### [ACTIVITY]
Return every line in the entries below where the word "rock" shows up.

### [TASK INPUT]

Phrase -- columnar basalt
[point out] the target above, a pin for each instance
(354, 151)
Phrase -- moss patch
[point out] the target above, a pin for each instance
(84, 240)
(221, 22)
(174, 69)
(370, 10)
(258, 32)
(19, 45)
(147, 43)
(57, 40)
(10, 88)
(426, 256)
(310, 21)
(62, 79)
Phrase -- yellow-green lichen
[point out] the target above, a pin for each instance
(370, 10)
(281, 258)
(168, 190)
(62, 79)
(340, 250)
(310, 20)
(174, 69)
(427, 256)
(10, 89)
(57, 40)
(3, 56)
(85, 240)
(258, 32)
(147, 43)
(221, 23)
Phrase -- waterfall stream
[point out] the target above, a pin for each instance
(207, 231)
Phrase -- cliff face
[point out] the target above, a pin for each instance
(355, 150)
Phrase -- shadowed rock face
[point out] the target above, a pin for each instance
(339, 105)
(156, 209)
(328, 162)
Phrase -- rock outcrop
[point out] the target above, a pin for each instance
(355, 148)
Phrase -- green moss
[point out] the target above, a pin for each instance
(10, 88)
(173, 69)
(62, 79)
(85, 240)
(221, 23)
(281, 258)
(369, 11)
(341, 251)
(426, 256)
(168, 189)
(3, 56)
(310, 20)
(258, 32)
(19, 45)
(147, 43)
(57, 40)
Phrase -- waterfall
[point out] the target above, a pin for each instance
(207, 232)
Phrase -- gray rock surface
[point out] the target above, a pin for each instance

--

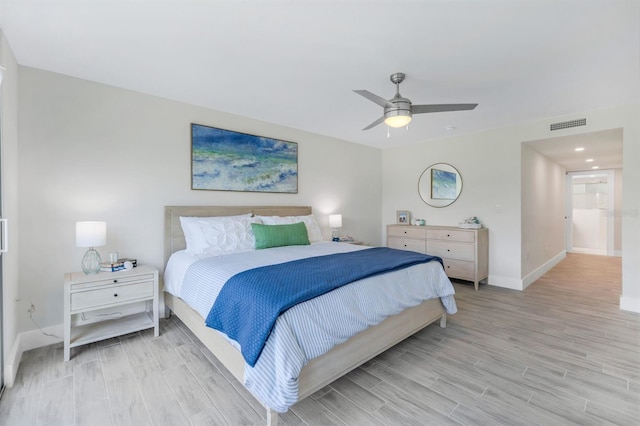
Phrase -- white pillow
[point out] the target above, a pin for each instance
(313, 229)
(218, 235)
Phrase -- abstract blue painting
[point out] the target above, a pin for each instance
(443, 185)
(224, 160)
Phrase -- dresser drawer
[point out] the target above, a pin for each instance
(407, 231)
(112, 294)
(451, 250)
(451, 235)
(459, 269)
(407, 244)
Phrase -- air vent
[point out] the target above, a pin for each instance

### [ANSWER TO THE EXERCISE]
Phrase -- shadowed rock face
Phrase -- rock outcrop
Phrase -- gray rock surface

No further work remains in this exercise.